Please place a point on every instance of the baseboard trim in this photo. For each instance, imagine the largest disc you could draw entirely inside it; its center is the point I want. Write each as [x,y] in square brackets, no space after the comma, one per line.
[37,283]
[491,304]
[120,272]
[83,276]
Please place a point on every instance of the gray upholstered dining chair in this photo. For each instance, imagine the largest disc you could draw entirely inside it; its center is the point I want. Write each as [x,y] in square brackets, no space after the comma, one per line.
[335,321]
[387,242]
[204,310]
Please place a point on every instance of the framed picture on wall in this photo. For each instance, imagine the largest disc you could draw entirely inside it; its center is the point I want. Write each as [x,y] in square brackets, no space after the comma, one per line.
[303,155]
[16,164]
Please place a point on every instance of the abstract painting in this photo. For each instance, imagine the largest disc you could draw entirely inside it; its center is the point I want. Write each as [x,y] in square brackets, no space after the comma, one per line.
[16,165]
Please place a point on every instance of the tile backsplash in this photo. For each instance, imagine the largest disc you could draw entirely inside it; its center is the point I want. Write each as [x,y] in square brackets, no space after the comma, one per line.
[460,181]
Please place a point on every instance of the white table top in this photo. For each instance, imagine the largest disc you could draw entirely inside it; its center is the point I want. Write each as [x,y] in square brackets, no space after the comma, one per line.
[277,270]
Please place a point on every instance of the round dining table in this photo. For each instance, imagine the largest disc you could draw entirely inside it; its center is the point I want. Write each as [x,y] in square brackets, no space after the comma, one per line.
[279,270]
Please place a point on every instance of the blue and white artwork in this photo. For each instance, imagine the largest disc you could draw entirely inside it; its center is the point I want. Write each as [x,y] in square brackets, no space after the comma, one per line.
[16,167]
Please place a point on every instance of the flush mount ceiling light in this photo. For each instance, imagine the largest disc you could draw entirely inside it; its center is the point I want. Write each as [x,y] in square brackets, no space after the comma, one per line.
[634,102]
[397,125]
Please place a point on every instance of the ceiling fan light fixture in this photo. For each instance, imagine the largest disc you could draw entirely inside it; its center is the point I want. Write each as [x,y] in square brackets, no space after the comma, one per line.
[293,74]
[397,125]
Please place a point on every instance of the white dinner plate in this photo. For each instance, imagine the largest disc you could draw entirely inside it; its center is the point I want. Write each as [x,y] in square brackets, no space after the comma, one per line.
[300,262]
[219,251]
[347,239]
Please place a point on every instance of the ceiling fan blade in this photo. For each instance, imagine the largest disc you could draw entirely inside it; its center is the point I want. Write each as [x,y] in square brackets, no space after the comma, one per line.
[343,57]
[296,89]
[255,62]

###

EXERCISE REQUIREMENTS: Reproduce all the data word for word.

ANSWER FOR THE TASK:
Please place a point on every instance of the baseboard trim in this photo. For each instance, imagine the largest disc you could draw entirely inside it; its center is the point I want. Write each as [x,y] in square brackets, no space after the comma, one per line.
[37,283]
[491,304]
[120,272]
[83,276]
Please place a point on every instance of the gray upholstered dining chair in this photo. For each instance, imagine the largest disc you could draw entirely inside it; its center is the point I want. Write each as [x,y] in square brackets, no space after the comma, one per line.
[335,321]
[387,242]
[204,310]
Please place a point on every instance of the framed picture on wall in this photo. For each instance, imagine the largest disc you could draw entirely inside it; its center is the point I want. Write each as [x,y] in square brackets, no space after the comma, one per line.
[303,155]
[16,164]
Please place a point on every instance of the abstract painting in this photo. For each instance, imagine the largest disc you could draw entirely inside it; its center is the point I want. Write each as [x,y] in square brackets, no space after the comma, one per line.
[16,165]
Please place a point on every instance of the tile backsplash in this photo. For each instance, imagine the largest disc you could draw entirely inside it; its center is the point I want. Write each as [x,y] in square brackets, no space after the comma, one per line.
[460,181]
Please place a point on every instance of the white table top in this photo. For each instance, imagine the largest disc you could draw entirely inside it; its center is the point I want. Write each as [x,y] in square brackets, no space after the comma, one per line.
[277,270]
Please place a point on every instance of the round dining table in this photo. For each instance, imagine the largest disc you could draw entirely inside it; its center is the point I want. Write each as [x,y] in square brackets, no space after the comma, one per line.
[279,270]
Please place a point on every instance of the blue and white artwork in this photo. For each instance, imagine the largest disc you could draw entirely inside it; its center is the point I want. Write each as [x,y] in square brackets, no space after the comma, one per line.
[16,167]
Please place a point on every instance of the flush mount ceiling light in this photo. For each instance, imagine the largest disc you could draw entirely inside it; its center is the point I want. Write each as [x,y] in square brackets, no space after the comma, one per line.
[634,102]
[397,125]
Please place a point on every instance of the ceiling fan light fixture in this photo. For each instance, imagine the largest disc you could draw entirely inside it; its center is the point I want. Write each as [x,y] in square brackets, no space after the comma, one per line.
[293,74]
[397,125]
Please place a point on every instance of the white dinner plate in this photo. For each instance, imagine the largest disc you could draw entirely inside it; its center is the point I want. Write each as [x,y] in square brackets, no space after the comma, one per line.
[300,262]
[219,251]
[347,239]
Please place a point on every instance of the ceiling fan blade in this photo. For each instance, imagine the largest disc you could draw entirely inside it; its center is the point I want. Write each as [x,y] in square brackets, no space after the comma, one per line.
[343,57]
[296,89]
[255,62]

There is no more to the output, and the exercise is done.